Prompt: Arrange all of the lines below as a numbered list, omitting any blank lines.

** Start Exercise input **

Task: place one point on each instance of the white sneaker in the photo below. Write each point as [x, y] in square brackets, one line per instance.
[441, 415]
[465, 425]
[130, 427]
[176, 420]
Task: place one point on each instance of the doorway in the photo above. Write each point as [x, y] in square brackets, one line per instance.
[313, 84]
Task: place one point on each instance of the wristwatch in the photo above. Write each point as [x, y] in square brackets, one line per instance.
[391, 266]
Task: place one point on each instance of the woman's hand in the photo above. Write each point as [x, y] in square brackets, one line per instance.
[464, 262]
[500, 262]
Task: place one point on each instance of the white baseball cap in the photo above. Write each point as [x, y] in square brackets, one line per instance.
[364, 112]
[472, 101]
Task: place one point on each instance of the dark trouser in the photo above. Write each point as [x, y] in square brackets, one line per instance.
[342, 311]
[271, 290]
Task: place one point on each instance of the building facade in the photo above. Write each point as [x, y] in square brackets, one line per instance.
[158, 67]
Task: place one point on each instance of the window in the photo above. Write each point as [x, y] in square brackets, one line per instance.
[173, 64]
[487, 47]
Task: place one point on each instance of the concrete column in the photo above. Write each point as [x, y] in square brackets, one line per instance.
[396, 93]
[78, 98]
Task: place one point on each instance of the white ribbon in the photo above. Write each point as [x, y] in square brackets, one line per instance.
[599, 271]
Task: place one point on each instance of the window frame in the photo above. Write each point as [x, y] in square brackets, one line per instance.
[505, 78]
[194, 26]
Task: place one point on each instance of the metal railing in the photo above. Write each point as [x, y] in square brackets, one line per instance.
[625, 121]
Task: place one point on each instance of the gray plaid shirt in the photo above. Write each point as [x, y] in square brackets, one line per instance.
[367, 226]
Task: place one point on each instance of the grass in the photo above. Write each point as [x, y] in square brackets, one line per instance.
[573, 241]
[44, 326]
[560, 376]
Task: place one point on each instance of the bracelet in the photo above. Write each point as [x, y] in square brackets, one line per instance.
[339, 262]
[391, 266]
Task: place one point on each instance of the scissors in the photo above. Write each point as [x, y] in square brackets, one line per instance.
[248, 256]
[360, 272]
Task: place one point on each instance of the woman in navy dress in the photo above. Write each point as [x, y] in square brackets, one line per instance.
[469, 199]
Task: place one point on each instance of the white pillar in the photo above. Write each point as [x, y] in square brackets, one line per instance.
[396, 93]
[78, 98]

** End Exercise input **

Right answer:
1. Task: place one point on each instance of the white sneaker in the photo below. Write each point as [x, y] in square brackets, one line per instance.
2. [441, 415]
3. [465, 425]
4. [130, 427]
5. [176, 420]
6. Task: place one point on each instance of the doorway in the photo above. Write each point as [x, y] in square brackets, one line per instance.
7. [313, 84]
8. Task: place one point on each instance of the wristwatch in the photo above. Write each point as [x, y] in square brackets, one line per instance.
9. [391, 266]
10. Task: place one point on each instance of the woman's hand in the photo above. Write each point as [x, y] in square brackets, one line per instance.
11. [464, 262]
12. [500, 262]
13. Task: place one point on each instance of the white baseball cap in the photo above. Write each point as [x, y] in square brackets, one line per instance.
14. [364, 112]
15. [472, 101]
16. Task: place one point on each instance of the dark trouser in the photo above. Write each point as [x, y] in square brackets, one line per instance.
17. [342, 311]
18. [271, 290]
19. Task: place one point on each instance of the building facade in the photo above. Write each point as [x, y] in square brackets, one line per instance.
20. [158, 67]
21. Task: place one point on each instance of the window in the photo above. Write each point as [x, y] in square brackets, one line per instance.
22. [173, 64]
23. [487, 47]
24. Task: place one point on each instance of the concrete column in the photo above. Write each point as [x, y] in square brackets, one line per instance.
25. [396, 93]
26. [78, 98]
27. Task: place one point on each instance of the white ribbon in the photo above. Write each point as [x, y] in square brackets, one line per instance.
28. [599, 271]
29. Task: place one point on each instance of the window frame in the photo above. Write each point as [x, y] in square brackets, one line per instance.
30. [505, 78]
31. [194, 26]
32. Task: place one point on each instance of the metal railing in the photo above. Write each point as [x, y] in square brackets, one line per instance.
33. [625, 121]
34. Task: place one point on each instance of the gray plaid shirt in the photo above. Write each point as [x, y] in square brackets, one line per instance.
35. [367, 226]
36. Task: place one point on each instance of the grass in the photo above. Write each point as [x, y] in square brackets, one line per instance.
37. [573, 241]
38. [44, 326]
39. [560, 376]
40. Task: place one point on each instance of the bracelet in the photo above. Write each point as [x, y] in square brackets, one line per instance.
41. [339, 262]
42. [391, 266]
43. Task: place one point on each instance of the scissors in the photo above. Write each point as [x, y] in square brackets, one line per instance.
44. [248, 256]
45. [360, 272]
46. Task: place one point on each instance of the woman in navy dress in the photo above. Write each point as [x, y] in square brackets, one line per instance.
47. [469, 199]
48. Task: place one point on each instance of the white pillar in the photo above. Write each point as [x, y] in square brackets, one line per instance.
49. [396, 93]
50. [78, 98]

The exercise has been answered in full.